• Fragmento:
El señor López Bravo cree posible la convivencia leal con los países comunistas, cree que «las transacciones económicas, financieras y comerciales entre el Este y el Oeste suponen a la larga un factor positivo para una auténtica distensión… (y estima que la política de apertura) genera una ininterrumpida cooperación, como garantía de paz» (En el prólogo aludido). El Señor López Bravo es, en suma, coexistencialista.
El señor Carrero Blanco no opina lo mismo en materia tan decisiva para España y para el mundo. El señor Carrero Blanco mantiene idéntica doctrina a la que Franco expuso en repetidas ocasiones, aunque, como es lógico, lo haga con palabras distintas. Las palabras del Señor Carrero Blanco dicen así: «La URSS no entiende más paz posible en el mundo que la transformación de éste en una República Soviética universal. Cuando hablan de coexistencialismo mienten; cuando hablan de asegurar la paz mienten. Estos hombres que dirigen la URSS… no son más que una especie de monstruos, que asesinan con la mayor sangre fría, que en su grotesca soberbia niegan a Dios, que no tienen concepto de la verdad ni de la mentira, ni de lo que es justo o injusto, ni de lo que es hacer honor a la propia palabra, ni de lo que significa la fidelidad a un acuerdo. Y no lo tienen, por principio, por doctrina. No es posible tratar con ellos. Nunca podrá haber la más mínima garantía de que cumplieran nada de lo que con ellos se conviniera. El coexistencialismo, con el que tratan de engañar (al) mundo…, para más fácilmente aniquilarlo…, es tan irrealizable como el pretender hacer de un cedro un catedrático de filosofía. Esto –concluye el señor Carrero Blanco– sólo lo pueden negar los necios o los cómplices del comunismo» (Juan de la Cosa: «Las modernas Torres de Babel», Ed. Idea, Madrid, 1956, págs. 470 y s.).
Yo, naturalmente, me adhiero a los puntos de vista del señor Carrero, y, por eso, me pregunto con él si se ha pensado en las posibilidades que se brindan a la URSS «dentro de los países de Occidente con sus representaciones diplomáticas», y si el Gobierno español está decidido a brindarlas también a la URSS, iniciando este brindis con las inmunidades y privilegios que se insertan e injertan en el Tratado Comercial que estudiamos.

• Tarea 1: Presenta como lista numerada las líneas de las entradas que van desde la que contiene "[segment] short sleeve" hasta la que contiene "M 237 251 L", ambas incluidas. No pongas las líneas en blanco.

• Entradas mostradas:
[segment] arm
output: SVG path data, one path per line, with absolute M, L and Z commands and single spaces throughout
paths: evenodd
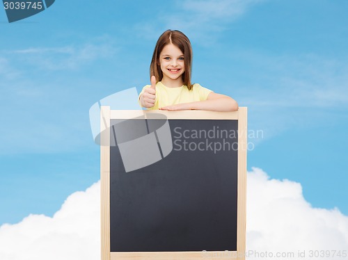
M 208 110 L 211 111 L 232 112 L 238 110 L 238 104 L 232 97 L 210 92 L 207 100 L 178 104 L 160 108 L 161 110 Z

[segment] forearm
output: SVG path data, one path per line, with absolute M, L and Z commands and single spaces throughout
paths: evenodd
M 187 109 L 207 110 L 212 111 L 231 112 L 238 110 L 238 104 L 231 97 L 207 99 L 187 103 Z

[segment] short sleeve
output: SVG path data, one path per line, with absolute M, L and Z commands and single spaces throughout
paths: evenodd
M 209 94 L 213 92 L 209 88 L 202 87 L 198 83 L 193 84 L 193 88 L 196 88 L 196 91 L 198 91 L 200 101 L 207 100 Z

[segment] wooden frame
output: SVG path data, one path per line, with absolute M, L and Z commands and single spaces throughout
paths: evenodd
M 237 251 L 225 252 L 110 252 L 110 147 L 100 147 L 101 179 L 101 236 L 102 260 L 118 259 L 245 259 L 246 249 L 246 149 L 247 108 L 240 107 L 235 112 L 203 111 L 111 111 L 109 106 L 101 108 L 101 143 L 110 142 L 110 120 L 129 119 L 150 113 L 160 113 L 171 119 L 237 120 L 238 120 L 238 194 Z

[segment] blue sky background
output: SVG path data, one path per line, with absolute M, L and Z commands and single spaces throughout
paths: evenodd
M 0 10 L 0 225 L 52 216 L 100 179 L 88 110 L 149 83 L 168 29 L 193 49 L 193 82 L 248 108 L 263 136 L 248 169 L 301 184 L 348 215 L 348 1 L 59 1 L 9 24 Z

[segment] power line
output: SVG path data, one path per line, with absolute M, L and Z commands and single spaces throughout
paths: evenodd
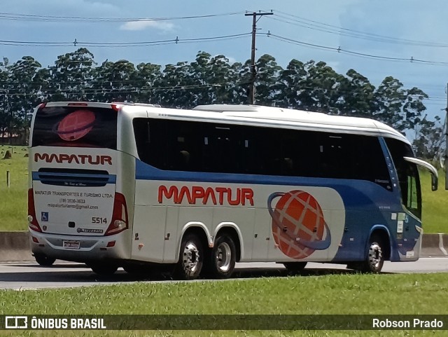
M 356 51 L 353 51 L 353 50 L 349 50 L 346 49 L 343 49 L 340 47 L 330 47 L 328 46 L 322 46 L 322 45 L 318 45 L 316 43 L 310 43 L 308 42 L 304 42 L 304 41 L 298 41 L 298 40 L 295 40 L 293 39 L 289 39 L 289 38 L 286 38 L 284 36 L 281 36 L 279 35 L 276 35 L 274 34 L 272 34 L 270 32 L 269 33 L 261 33 L 264 35 L 265 35 L 266 36 L 268 37 L 272 37 L 273 39 L 275 39 L 276 40 L 283 41 L 283 42 L 286 42 L 288 43 L 293 43 L 293 44 L 296 44 L 296 45 L 300 45 L 300 46 L 304 46 L 306 47 L 310 47 L 310 48 L 319 48 L 319 49 L 325 49 L 327 50 L 330 50 L 330 51 L 335 51 L 337 53 L 345 53 L 345 54 L 350 54 L 350 55 L 353 55 L 355 56 L 360 56 L 363 57 L 368 57 L 368 58 L 374 58 L 374 59 L 377 59 L 377 60 L 386 60 L 386 61 L 400 61 L 400 62 L 402 62 L 402 61 L 405 61 L 405 62 L 413 62 L 413 63 L 422 63 L 422 64 L 431 64 L 431 65 L 448 65 L 448 62 L 442 62 L 442 61 L 429 61 L 429 60 L 421 60 L 421 59 L 417 59 L 417 58 L 414 58 L 414 57 L 389 57 L 389 56 L 382 56 L 382 55 L 374 55 L 374 54 L 368 54 L 365 53 L 360 53 L 360 52 L 356 52 Z
M 69 46 L 85 46 L 85 47 L 102 47 L 102 48 L 115 48 L 115 47 L 147 47 L 150 46 L 158 46 L 162 44 L 179 44 L 179 43 L 191 43 L 195 42 L 204 42 L 209 41 L 220 41 L 239 39 L 241 37 L 251 35 L 252 33 L 241 33 L 232 35 L 223 35 L 219 36 L 209 36 L 195 39 L 176 39 L 169 40 L 159 41 L 134 41 L 134 42 L 89 42 L 77 41 L 75 39 L 73 42 L 43 42 L 43 41 L 8 41 L 0 40 L 0 45 L 4 46 L 26 46 L 36 47 L 69 47 Z
M 315 21 L 305 18 L 302 18 L 297 15 L 293 15 L 287 13 L 276 11 L 275 17 L 271 18 L 272 20 L 276 20 L 286 23 L 303 27 L 310 29 L 318 30 L 321 32 L 328 32 L 330 34 L 336 34 L 338 35 L 342 35 L 346 36 L 351 36 L 357 39 L 362 39 L 370 41 L 375 41 L 378 42 L 391 43 L 400 43 L 405 45 L 412 46 L 421 46 L 425 47 L 436 47 L 436 48 L 448 48 L 448 44 L 440 43 L 438 42 L 430 42 L 420 40 L 412 40 L 408 39 L 401 39 L 393 36 L 388 36 L 386 35 L 377 34 L 370 32 L 357 31 L 354 29 L 349 29 L 347 28 L 343 28 L 332 25 L 329 25 L 318 21 Z M 282 15 L 277 15 L 276 13 L 279 13 Z M 279 18 L 280 19 L 277 18 Z M 286 20 L 284 20 L 286 19 Z M 288 21 L 287 21 L 288 20 Z M 291 22 L 292 21 L 292 22 Z
M 244 12 L 230 12 L 218 14 L 208 14 L 204 15 L 189 15 L 166 18 L 99 18 L 99 17 L 78 17 L 78 16 L 55 16 L 37 15 L 32 14 L 19 14 L 14 13 L 0 12 L 0 20 L 15 21 L 44 21 L 44 22 L 127 22 L 133 21 L 168 21 L 176 20 L 201 19 L 206 18 L 216 18 L 220 16 L 230 16 L 240 15 Z

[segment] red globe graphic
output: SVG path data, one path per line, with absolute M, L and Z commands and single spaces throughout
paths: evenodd
M 309 256 L 316 249 L 327 249 L 330 231 L 314 197 L 303 191 L 291 191 L 274 193 L 270 199 L 280 195 L 275 208 L 270 208 L 272 234 L 280 250 L 290 258 L 299 259 Z
M 62 118 L 57 133 L 61 139 L 69 142 L 78 140 L 90 132 L 95 114 L 89 110 L 76 110 Z

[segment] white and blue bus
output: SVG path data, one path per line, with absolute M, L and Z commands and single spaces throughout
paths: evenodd
M 419 259 L 419 165 L 437 188 L 386 125 L 275 107 L 51 102 L 29 144 L 36 261 L 99 274 L 225 278 L 251 261 L 378 273 Z

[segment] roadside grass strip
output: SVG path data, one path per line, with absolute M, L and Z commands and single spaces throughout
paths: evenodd
M 448 274 L 328 275 L 0 291 L 2 315 L 443 315 Z M 275 316 L 270 317 L 275 319 Z M 321 319 L 322 318 L 321 318 Z M 130 316 L 130 324 L 132 317 Z M 323 324 L 325 322 L 322 322 Z M 189 330 L 189 329 L 195 329 Z M 0 336 L 448 336 L 448 331 L 24 331 Z

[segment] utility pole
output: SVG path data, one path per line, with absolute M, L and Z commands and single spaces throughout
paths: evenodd
M 252 49 L 251 53 L 251 85 L 249 86 L 249 92 L 248 95 L 249 104 L 255 104 L 255 78 L 257 76 L 257 70 L 255 69 L 255 36 L 257 34 L 257 17 L 262 15 L 272 15 L 274 14 L 270 13 L 246 13 L 245 16 L 252 16 Z
M 447 108 L 445 109 L 445 190 L 448 190 L 448 83 L 447 83 Z

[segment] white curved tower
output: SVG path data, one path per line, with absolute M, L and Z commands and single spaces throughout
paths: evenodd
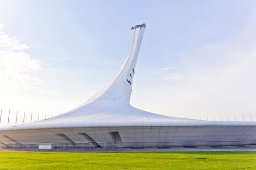
M 130 105 L 145 28 L 145 24 L 132 27 L 124 63 L 97 94 L 82 105 L 59 116 L 0 127 L 0 145 L 60 142 L 77 147 L 79 143 L 87 142 L 98 147 L 100 143 L 106 146 L 109 142 L 116 144 L 117 141 L 123 147 L 256 144 L 256 122 L 174 118 Z

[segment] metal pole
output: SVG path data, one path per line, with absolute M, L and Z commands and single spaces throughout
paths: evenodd
M 15 121 L 15 124 L 17 124 L 17 117 L 18 117 L 18 110 L 16 112 L 16 120 Z
M 2 109 L 1 109 L 1 115 L 0 116 L 0 124 L 1 124 L 1 119 L 2 118 Z
M 23 117 L 23 123 L 25 121 L 25 112 L 24 112 L 24 117 Z
M 9 125 L 9 120 L 10 119 L 10 110 L 9 110 L 9 116 L 8 116 L 8 123 L 7 125 Z

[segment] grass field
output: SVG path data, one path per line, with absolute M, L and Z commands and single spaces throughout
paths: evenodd
M 0 152 L 0 170 L 86 169 L 256 170 L 256 152 Z

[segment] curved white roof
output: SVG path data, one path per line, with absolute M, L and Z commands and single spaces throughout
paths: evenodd
M 109 83 L 82 105 L 61 115 L 28 124 L 6 126 L 0 130 L 49 128 L 187 125 L 256 125 L 255 122 L 208 121 L 164 116 L 130 105 L 135 67 L 145 24 L 133 27 L 124 63 Z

• Tarea 2: Transcribe al pie de la letra el pasaje del fragmento que va de "Yo, naturalmente, me" a "Comercial que estudiamos.", ambos incluidos.

• Respuesta resuelta 1:
1. [segment] short sleeve
2. output: SVG path data, one path per line, with absolute M, L and Z commands and single spaces throughout
3. paths: evenodd
4. M 209 94 L 213 92 L 209 88 L 202 87 L 198 83 L 193 84 L 193 88 L 196 88 L 196 91 L 198 91 L 200 101 L 207 100 Z
5. [segment] wooden frame
6. output: SVG path data, one path per line, with absolute M, L and Z commands and single spaces throughout
7. paths: evenodd
8. M 237 251 L 225 252 L 110 252 L 110 147 L 100 147 L 101 179 L 101 236 L 102 260 L 118 259 L 245 259 L 246 249 L 246 149 L 247 108 L 240 107 L 235 112 L 203 111 L 111 111 L 109 106 L 101 108 L 101 143 L 110 142 L 110 120 L 129 119 L 150 113 L 160 113 L 171 119 L 237 120 L 238 120 L 238 194 Z

• Respuesta resuelta 2:
Yo, naturalmente, me adhiero a los puntos de vista del señor Carrero, y, por eso, me pregunto con él si se ha pensado en las posibilidades que se brindan a la URSS «dentro de los países de Occidente con sus representaciones diplomáticas», y si el Gobierno español está decidido a brindarlas también a la URSS, iniciando este brindis con las inmunidades y privilegios que se insertan e injertan en el Tratado Comercial que estudiamos.